-- Цитируемый фрагмент --
_ _ _ _ _ _ _
«Мы веселимся, потому что мы боремся»

Роузли Голдберг рассказывает об изобретении русскими футуристами жанра перформанса

Акция Pussy Riot в храме Христа Спасителя получила разные оценки, причем в России особенно популярны диаметрально противоположные. Но даже те, кто отнеслись к выступлению девушек нейтрально, считают «панк-молебен» главным российским перформансом последних лет.

Владимир Маяковский выступает перед красноармейцами. Фото: РИА Новости

В книге искусствоведа Роузли Голдберг «Искусство перформанса: От футуризма до наших дней» утверждается, что от начала XX века и до наших дней жанр перформанса служил целям «самовыражения несогласных, пытавшихся найти альтернативные способы исследования и переживания искусства в повседневной жизни». В трактовке Голдберг перформанс все последние сто лет находился на передовом рубеже искусства — был авангардом авангарда. Он был и остается способом прямого и непосредственного общения между художником и публикой.

«Русская планета» с разрешения издательства Ad Marginem публикует фрагмент книги Роузли Голдберг «Искусство перформанса: От футуризма до наших дней», посвященный роли русских футуристов и конструктивистов в изобретении жанра.

Начальную стадию перформанса в России характеризовали два фактора: с одной стороны, реакция художников против старого порядка?—?как царского режима, так и пришедших из-за границы стилей живописи, импрессионизма и раннего кубизма; с другой стороны, тот факт, что итальянский футуризм?—?подозрительно чужой, однако более приемлемый, поскольку он перекликался с призывом отказаться от старых форм в искусстве?—?получил новую интерпретацию в российском контексте, предоставив художникам универсальное оружие для борьбы с искусством прошлого. 1909-й?—?год, когда первый футуристический манифест Маринетти впервые вышел не только в Париже, но и в России —?можно считать в этом отношении важным годом.

Подобные выпады в адрес ценностей, доминировавших в искусстве прежде, нашли выражение в квазифутуристическом манифесте 1912 года, написанном молодыми поэтами и художниками Давидом Бурлюком, Владимиром Маяковским, Александром Крученых и Виктором (Велимиром) Хлебниковым и озаглавленном «Пощечина общественному вкусу». В том же году была устроена и выставка «Ослиный хвост»?—?будучи протестом против «парижского и мюнхенского декаданса», она подтверждала твердое намерение художников молодого поколения развивать искусство русское по сути, идя по стопам русского авангарда 1890-х. Ведь если раньше российские художники равнялись на Западную Европу, то новое поколение пообещало повернуть этот процесс вспять, оказать влияние на европейское искусство с абсолютно новых, оригинальных передовых позиций.
_ _ _ _ _ _ _
-- Задание --
Почему, согласно отрывку о русских футуристах, итальянский футуризм, хотя и казался подозрительно чужим, был для российских художников более приемлемым? Ответьте одним-двумя предложениями.

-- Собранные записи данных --
_ _ _ _ _ _ _
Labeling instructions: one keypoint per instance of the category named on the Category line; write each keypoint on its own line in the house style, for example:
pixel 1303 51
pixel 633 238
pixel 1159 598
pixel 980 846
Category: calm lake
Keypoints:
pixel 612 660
_ _ _ _ _ _ _
-- Решение задания --
Итальянский футуризм был более приемлемым, поскольку перекликался с призывом отказаться от старых форм в искусстве. Поэтому в российском контексте он стал для художников универсальным оружием для борьбы с искусством прошлого.